---------- Text ----------

Re: [RFC PATCH] mm: silence soft lockups from unlock_page

From: Linus Torvalds <torvalds@linux-foundation.org>
To: Hugh Dickins <hughd@google.com>
Cc: Oleg Nesterov <oleg@redhat.com>, Michal Hocko <mhocko@kernel.org>,
	Linux-MM <linux-mm@kvack.org>,
	 LKML <linux-kernel@vger.kernel.org>,
	Andrew Morton <akpm@linux-foundation.org>,
	 Tim Chen <tim.c.chen@linux.intel.com>,
	Michal Hocko <mhocko@suse.com>,
	 Greg KH <gregkh@linuxfoundation.org>
Subject: Re: [RFC PATCH] mm: silence soft lockups from unlock_page
Date: Thu, 6 Aug 2020 10:07:07 -0700	[thread overview]
Message-ID: <CAHk-=whf7wCUV2oTDUg0eeNafhhk_OhJBT2SbHZXwgtmAzNeTg@mail.gmail.com> (raw)
In-Reply-To: <alpine.LSU.2.11.2008052105040.8716@eggly.anvils>

[-- Attachment #1: Type: text/plain, Size: 1241 bytes --]

On Wed, Aug 5, 2020 at 10:21 PM Hugh Dickins <hughd@google.com> wrote:
>
> Something I was interested to realize in looking at this: trylock_page()

---------- Provided data ----------

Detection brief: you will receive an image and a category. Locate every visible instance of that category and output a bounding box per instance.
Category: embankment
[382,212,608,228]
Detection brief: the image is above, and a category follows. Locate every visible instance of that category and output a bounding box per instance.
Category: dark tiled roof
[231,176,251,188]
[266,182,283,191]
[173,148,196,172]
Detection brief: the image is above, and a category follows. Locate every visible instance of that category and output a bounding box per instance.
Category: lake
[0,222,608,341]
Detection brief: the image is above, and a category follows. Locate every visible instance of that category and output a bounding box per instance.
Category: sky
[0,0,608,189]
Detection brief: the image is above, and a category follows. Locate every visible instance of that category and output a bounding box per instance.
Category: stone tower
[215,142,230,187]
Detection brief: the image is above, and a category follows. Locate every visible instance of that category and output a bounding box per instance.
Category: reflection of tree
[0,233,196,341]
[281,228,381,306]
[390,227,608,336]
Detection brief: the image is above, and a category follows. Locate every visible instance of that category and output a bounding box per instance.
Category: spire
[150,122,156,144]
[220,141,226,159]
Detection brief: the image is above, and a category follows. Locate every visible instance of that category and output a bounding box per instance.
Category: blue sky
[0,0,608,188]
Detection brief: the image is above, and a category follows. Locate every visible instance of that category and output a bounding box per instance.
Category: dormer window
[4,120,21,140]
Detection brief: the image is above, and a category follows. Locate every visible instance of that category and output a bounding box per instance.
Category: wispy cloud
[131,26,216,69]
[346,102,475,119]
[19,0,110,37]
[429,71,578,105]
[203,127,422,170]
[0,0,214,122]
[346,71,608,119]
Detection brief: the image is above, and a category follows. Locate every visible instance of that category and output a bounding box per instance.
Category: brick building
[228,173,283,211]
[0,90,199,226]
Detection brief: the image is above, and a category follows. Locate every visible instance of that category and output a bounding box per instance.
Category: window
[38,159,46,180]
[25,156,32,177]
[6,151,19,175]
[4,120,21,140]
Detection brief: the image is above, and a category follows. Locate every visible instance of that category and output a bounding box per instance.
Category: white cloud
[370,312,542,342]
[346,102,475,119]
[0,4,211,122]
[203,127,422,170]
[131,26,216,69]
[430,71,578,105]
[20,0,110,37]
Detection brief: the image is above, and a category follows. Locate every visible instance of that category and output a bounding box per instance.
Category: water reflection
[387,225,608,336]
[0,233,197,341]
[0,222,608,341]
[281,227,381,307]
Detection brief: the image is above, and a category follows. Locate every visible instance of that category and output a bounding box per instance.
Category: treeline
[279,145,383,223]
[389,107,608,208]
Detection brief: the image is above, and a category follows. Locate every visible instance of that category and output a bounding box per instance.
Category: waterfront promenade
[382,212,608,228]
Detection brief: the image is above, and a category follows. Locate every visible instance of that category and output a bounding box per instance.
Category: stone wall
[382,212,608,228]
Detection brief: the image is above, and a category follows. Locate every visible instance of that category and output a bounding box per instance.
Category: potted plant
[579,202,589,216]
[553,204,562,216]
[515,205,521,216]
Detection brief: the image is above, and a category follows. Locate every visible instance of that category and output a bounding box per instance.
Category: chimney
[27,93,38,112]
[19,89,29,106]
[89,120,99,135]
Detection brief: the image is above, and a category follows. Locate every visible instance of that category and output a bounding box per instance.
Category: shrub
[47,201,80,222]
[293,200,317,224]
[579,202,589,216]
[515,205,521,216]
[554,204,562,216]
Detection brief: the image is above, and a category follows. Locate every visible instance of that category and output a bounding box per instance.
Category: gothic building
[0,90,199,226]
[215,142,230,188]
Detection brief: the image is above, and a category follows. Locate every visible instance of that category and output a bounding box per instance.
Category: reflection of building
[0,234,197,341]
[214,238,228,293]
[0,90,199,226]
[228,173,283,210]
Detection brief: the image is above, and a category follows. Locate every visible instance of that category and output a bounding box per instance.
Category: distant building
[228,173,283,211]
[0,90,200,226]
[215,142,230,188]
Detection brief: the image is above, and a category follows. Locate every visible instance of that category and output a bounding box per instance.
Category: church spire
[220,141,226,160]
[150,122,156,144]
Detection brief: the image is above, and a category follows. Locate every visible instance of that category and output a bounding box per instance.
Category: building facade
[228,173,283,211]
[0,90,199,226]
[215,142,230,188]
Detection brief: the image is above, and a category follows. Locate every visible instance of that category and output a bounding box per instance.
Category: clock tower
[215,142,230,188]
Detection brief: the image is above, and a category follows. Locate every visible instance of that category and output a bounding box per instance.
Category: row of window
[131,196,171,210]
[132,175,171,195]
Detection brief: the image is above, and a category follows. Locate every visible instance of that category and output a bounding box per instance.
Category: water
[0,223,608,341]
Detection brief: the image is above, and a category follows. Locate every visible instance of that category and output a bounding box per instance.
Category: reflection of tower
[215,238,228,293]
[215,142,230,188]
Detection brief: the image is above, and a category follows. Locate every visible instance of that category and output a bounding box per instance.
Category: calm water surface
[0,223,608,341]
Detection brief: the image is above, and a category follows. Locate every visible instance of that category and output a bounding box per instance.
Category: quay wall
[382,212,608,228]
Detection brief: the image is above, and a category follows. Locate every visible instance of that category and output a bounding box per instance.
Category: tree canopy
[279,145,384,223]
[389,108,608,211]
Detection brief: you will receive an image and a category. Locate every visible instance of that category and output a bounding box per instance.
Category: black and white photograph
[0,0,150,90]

----------

Instructions to follow: From the mailing list message, return everything from "In-Reply-To: <alpine.LSU.2.11.2008052105040.8716@eggly.anvils>" down to "at this: trylock_page()", copied word for word.

Expected answer:
In-Reply-To: <alpine.LSU.2.11.2008052105040.8716@eggly.anvils>

[-- Attachment #1: Type: text/plain, Size: 1241 bytes --]

On Wed, Aug 5, 2020 at 10:21 PM Hugh Dickins <hughd@google.com> wrote:
>
> Something I was interested to realize in looking at this: trylock_page()